§ **TASK OBJECTIVE**:
What you return should match every record exactly, with the images removed.

[Stored items]
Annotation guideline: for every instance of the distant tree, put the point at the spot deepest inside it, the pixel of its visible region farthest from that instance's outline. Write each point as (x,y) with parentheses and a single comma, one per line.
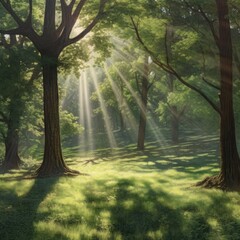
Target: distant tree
(229,177)
(16,84)
(54,37)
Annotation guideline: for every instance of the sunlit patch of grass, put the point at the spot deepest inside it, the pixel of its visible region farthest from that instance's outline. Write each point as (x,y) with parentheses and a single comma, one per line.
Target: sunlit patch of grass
(126,195)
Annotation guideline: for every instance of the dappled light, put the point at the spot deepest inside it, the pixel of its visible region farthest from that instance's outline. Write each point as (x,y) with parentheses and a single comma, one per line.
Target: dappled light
(119,120)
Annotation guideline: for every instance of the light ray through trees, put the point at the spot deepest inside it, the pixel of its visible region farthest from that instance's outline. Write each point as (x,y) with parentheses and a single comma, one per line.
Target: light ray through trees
(106,117)
(153,126)
(85,112)
(125,110)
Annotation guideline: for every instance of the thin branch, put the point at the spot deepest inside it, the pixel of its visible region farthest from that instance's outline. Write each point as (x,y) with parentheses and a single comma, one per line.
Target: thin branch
(166,45)
(204,69)
(3,118)
(17,31)
(170,70)
(210,84)
(8,7)
(91,25)
(29,18)
(210,24)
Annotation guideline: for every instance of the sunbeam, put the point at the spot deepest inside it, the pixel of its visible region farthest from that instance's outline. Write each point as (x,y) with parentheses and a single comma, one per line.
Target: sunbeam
(111,138)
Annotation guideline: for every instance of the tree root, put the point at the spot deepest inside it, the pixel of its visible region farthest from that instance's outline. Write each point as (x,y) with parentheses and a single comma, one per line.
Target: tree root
(42,173)
(218,182)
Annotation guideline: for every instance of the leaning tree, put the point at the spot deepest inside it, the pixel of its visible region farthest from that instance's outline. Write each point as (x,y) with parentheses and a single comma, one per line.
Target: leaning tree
(229,176)
(61,28)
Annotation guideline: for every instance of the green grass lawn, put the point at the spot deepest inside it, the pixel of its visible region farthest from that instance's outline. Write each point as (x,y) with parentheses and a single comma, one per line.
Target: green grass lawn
(124,195)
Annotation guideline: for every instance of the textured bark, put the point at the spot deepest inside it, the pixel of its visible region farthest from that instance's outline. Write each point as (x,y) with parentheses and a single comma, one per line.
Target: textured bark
(175,124)
(229,177)
(11,159)
(230,169)
(143,107)
(53,163)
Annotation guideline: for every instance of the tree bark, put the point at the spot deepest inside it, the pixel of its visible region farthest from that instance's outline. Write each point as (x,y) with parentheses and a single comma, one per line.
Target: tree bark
(143,108)
(53,163)
(175,124)
(229,177)
(230,168)
(11,159)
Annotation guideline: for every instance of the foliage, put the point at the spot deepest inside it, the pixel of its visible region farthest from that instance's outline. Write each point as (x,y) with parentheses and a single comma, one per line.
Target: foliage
(151,190)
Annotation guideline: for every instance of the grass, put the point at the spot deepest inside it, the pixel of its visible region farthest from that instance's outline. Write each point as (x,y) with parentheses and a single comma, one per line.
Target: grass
(127,195)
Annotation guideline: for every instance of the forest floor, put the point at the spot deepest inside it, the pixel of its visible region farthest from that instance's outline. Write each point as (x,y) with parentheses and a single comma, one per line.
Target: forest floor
(124,195)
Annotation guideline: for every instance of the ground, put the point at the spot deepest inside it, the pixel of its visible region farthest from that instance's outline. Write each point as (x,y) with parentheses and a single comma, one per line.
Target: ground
(124,195)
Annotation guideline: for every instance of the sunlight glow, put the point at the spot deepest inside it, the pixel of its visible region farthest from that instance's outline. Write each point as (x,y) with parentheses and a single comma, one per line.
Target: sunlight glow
(111,138)
(85,113)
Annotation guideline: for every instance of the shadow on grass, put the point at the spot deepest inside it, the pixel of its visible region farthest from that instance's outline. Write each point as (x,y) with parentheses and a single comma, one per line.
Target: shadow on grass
(141,213)
(18,218)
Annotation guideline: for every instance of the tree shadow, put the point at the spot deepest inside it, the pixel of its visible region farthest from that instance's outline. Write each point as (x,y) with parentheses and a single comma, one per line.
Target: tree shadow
(18,219)
(144,213)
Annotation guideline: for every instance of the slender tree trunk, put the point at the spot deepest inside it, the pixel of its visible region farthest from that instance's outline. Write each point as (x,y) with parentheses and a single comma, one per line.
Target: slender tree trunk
(11,159)
(230,168)
(53,163)
(143,108)
(175,124)
(229,177)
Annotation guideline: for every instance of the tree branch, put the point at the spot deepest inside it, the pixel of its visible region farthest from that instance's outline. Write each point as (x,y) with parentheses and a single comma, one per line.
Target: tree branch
(91,25)
(169,69)
(8,7)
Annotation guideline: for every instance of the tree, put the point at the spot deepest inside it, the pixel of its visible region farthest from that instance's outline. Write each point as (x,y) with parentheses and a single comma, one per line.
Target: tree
(55,37)
(229,177)
(16,86)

§ **RESULT OF THE TASK**:
Annotation guideline: for every instance of the distant tree, put the point at the spot deepest inside it, the pixel of its visible region farthest from that instance's outline. Write each point as (x,y) with parentheses and a single comma, one per line.
Target: distant tree
(229,177)
(16,84)
(54,37)
Annotation guideline: for every instance of the sunlit patch of grass, put the point at the spot deepest inside it, the pixel of its visible region farthest from that instance's outline. Write each point as (x,y) with parentheses and a single comma, one per line.
Target: sunlit patch of grass
(126,195)
Annotation guideline: for every instance of the dappled light, put the point at the spot deepest inside it, the pixel of its visible region farthest from that instance's outline. Write each point as (x,y) with parentheses and a single comma, one per line.
Target: dappled light
(119,120)
Annotation guideline: for every instance of the light ray through trees, put the point at the spot deepest inside it, the pixel of its visible region farthest from that instance's outline. Write each point as (x,y) with parentheses and a single comma, one per line.
Target: light ray through trees
(106,117)
(153,126)
(85,112)
(125,110)
Annotation guideline: for every instance of the thin branch, put the point at the spot deepest inside it, the pixel of its visible region farthest from that instance's outline. Write each point as (x,y) with parentheses and a single comma, one per line.
Target: thin branch
(166,45)
(204,69)
(3,118)
(17,31)
(170,70)
(210,84)
(8,7)
(91,25)
(29,18)
(210,24)
Annotation guideline: for every instance of the sunbeam, put the point at the spot deepest inside it, the pixel of its visible region farthest from that instance's outline. Write each point as (x,y) with parentheses and a single comma, one per line.
Target: sunbeam
(111,138)
Annotation guideline: for every instance of the tree root, put the point at the spot deepest inside it, the pixel of its visible region farthest from that instance's outline. Write each point as (x,y) with parentheses and a single comma, one per line.
Target: tree root
(42,173)
(218,182)
Annotation guideline: for every instance of the leaning tree, put the point at the spot deepest inside it, the pixel of its visible region farthest from that instance's outline. Write each point as (x,y) with parentheses and a single comma, one per line.
Target: leaning tree
(229,176)
(61,28)
Annotation guideline: for every instance of the green grass lawn, put the point at the spot deepest inside it, the pixel of its visible region farthest from that instance's outline. Write each point as (x,y) with parentheses and a single comma, one per line.
Target: green grass lawn
(124,195)
Annotation guideline: for every instance of the textured bark, put the point at the spot deepest inside it, the pixel of its visible region farthest from that instance's outline. Write each point as (x,y) with parentheses and a single comma, one per line.
Target: textured bark
(175,124)
(229,177)
(11,159)
(230,169)
(143,107)
(53,163)
Annotation guideline: for every instance of the tree bark, put the point at the spot deepest inside it, the pixel of its visible region farthest from that instance's outline. Write each point as (x,y) with parentheses and a single comma, one per line.
Target: tree bark
(143,108)
(53,163)
(175,124)
(229,177)
(230,168)
(11,159)
Annotation guideline: for every instance of the foliage, put the point at the spot deepest inside it, the pixel of its visible region farthest from that instance's outline. Write each point as (x,y) with parentheses and a single comma, one per line.
Target: foliage
(151,190)
Annotation guideline: for every instance of the grass, put the point at the spot deepest inside it, the pixel of its visible region farthest from that instance's outline. Write each point as (x,y) with parentheses and a single comma, one per line.
Target: grass
(127,195)
Annotation guideline: for every instance of the forest floor, put the point at the spot deepest inside it, the pixel of its visible region farthest from that instance's outline. Write each point as (x,y) with parentheses and a single comma, one per line.
Target: forest floor
(124,195)
Annotation guideline: for every instance of the ground, put the point at the spot deepest inside it, the pixel of its visible region farthest from that instance's outline. Write each point as (x,y) with parentheses and a single comma, one per line.
Target: ground
(124,195)
Annotation guideline: for every instance of the sunlight glow, put the point at the spot deepest inside it, the pixel of its visible region farthest from that instance's outline. Write each point as (x,y) with parentheses and a single comma, one per line.
Target: sunlight glow
(111,138)
(85,113)
Annotation guideline: for every instance of the shadow on grass, put the point at the spot deepest inside it, the pixel of its visible region farthest from that instance's outline. Write each point as (x,y) with parentheses and a single comma, one per line.
Target: shadow on grass
(141,213)
(18,218)
Annotation guideline: for every instance of the tree shadow, put the point at the spot deepest inside it, the pixel of its visible region farthest from that instance's outline. Write each point as (x,y) with parentheses and a single comma, one per line.
Target: tree shadow
(18,219)
(144,213)
Annotation guideline: for every instance of the slender tree trunk, put the point at the spot deepest inside it, the pixel of its visible region farthest from that instance's outline. Write each point as (x,y) with parentheses and a single comma, one per line.
Target: slender tree trunk
(11,159)
(230,168)
(53,163)
(143,108)
(175,124)
(229,177)
Annotation guideline: for every instance of the tree branch, put the point at the spot deepest inside it, the pixel of its visible region farthest from that instance's outline. Write each point as (x,y) with parentheses and a single comma, one per line.
Target: tree branch
(91,25)
(169,69)
(8,7)
Annotation guideline: for every instance of the tree, put the point at the spot deepest inside it, the pixel of its visible region farthest from that instance's outline. Write each point as (x,y) with parentheses and a single comma, one per line.
Target: tree
(55,37)
(229,177)
(16,86)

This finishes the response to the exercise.